▶ **Aim of the task**
Can you transcribe every record below exactly as it appears?

┌────────

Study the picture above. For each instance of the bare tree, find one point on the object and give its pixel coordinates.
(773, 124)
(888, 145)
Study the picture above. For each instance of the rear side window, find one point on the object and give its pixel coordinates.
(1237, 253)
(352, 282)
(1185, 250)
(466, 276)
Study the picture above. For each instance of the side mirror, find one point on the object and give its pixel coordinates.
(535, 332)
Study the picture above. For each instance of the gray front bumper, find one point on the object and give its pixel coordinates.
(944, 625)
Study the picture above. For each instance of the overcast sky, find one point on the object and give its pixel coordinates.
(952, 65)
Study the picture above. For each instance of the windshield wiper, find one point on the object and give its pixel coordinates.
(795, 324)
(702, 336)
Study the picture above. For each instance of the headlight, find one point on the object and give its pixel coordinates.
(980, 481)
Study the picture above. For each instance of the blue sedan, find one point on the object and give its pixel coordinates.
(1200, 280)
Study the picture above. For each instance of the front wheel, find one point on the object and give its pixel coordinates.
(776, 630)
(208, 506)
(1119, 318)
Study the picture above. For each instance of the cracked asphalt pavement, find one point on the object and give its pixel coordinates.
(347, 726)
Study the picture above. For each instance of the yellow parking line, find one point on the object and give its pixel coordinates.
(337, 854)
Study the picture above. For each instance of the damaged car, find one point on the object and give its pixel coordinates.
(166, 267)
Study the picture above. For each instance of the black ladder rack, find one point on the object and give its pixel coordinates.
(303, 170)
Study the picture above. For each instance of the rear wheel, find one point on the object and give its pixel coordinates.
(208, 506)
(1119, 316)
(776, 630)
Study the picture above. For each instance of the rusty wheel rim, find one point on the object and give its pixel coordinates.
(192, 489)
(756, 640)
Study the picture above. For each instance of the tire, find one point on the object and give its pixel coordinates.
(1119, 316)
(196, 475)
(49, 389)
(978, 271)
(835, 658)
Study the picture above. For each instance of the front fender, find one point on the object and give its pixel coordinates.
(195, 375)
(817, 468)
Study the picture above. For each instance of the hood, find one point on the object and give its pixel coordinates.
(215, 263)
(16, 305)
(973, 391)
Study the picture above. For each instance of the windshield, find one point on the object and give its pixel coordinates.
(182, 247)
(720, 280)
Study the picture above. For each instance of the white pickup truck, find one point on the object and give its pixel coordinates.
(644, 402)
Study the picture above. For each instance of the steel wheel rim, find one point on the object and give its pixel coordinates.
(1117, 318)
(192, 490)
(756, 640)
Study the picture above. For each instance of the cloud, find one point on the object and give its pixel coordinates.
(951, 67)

└────────

▶ **Right answer**
Study the picture above. For each instance of the bare tree, find one point on the object and give its pixel coordinates.
(773, 124)
(888, 145)
Study the picture above. For each instance of the rear side window, find one point on the object and give its pixel coordinates.
(1237, 253)
(352, 282)
(1185, 250)
(466, 276)
Study the picture above. For each instance of the side mirror, find one point on the object and give its pixel coordinates.
(535, 332)
Study the picture above. For each instance of the gray front bumper, find one point on the object and give its pixel coordinates.
(944, 625)
Study the picture above. For each instance of the overcast sky, find one point on the object and give its pixel coordinates.
(952, 65)
Study the picture above. For each instance of the windshield wiper, find one point on the object and give its pixel coordinates.
(795, 324)
(702, 336)
Study the picture above. For each instance of the headlight, find one point on the object and give its pixel coordinates.
(980, 481)
Study the picture above. For each instance of the blue sedan, find one point on the object and give its pixel coordinates.
(1200, 280)
Study the picture above. For each instance of the front wheel, find one point on the object and give its pixel coordinates.
(776, 630)
(208, 506)
(1119, 318)
Study the picture above. For each instance of the cracked asphalt pavement, find one point on the object and give its pixel coordinates.
(347, 726)
Study the picture above. For each instance of the yellow parking line, find one point on the object and give its pixel coordinates.
(337, 854)
Study the picture above. For each instance of the damaged car, find one point on the object and give its pixel coordinates.
(166, 267)
Study the picture above. For each instance of the black ladder rack, find one point on the object and give its pixel coordinates.
(303, 170)
Study the picture above. For each instance of the rear wheel, find one point on the object and give its pixel coordinates.
(208, 506)
(1119, 316)
(776, 630)
Study the picture above. For each instance of the rusty wheel rim, find one point on the object and give its pixel coordinates.
(192, 489)
(756, 640)
Study the picture above. For each instance of the tire, find one point on the object and give its pixel coordinates.
(1119, 316)
(196, 475)
(49, 389)
(978, 271)
(835, 658)
Study the picture above. For each instance of the front fender, find one point on the object and give its pixel coordinates.
(195, 375)
(817, 468)
Study the picture above. For each instance of the hood, find one point on the object and give its pixel coordinates.
(215, 263)
(16, 305)
(973, 391)
Study the picture above. For each instance of the windshield, find one point on the object and give its pixel coordinates.
(182, 247)
(720, 280)
Study the picture above. For each instance of the white pickup truck, find one point on the object and give its pixel coordinates.
(644, 402)
Study the picture above. For each instance of the steel wheel rim, find one point on the object and give its pixel coordinates.
(1117, 318)
(192, 490)
(756, 640)
Study the picture above. For each instance of the cloud, find one point on the object and give its pixel coordinates.
(951, 67)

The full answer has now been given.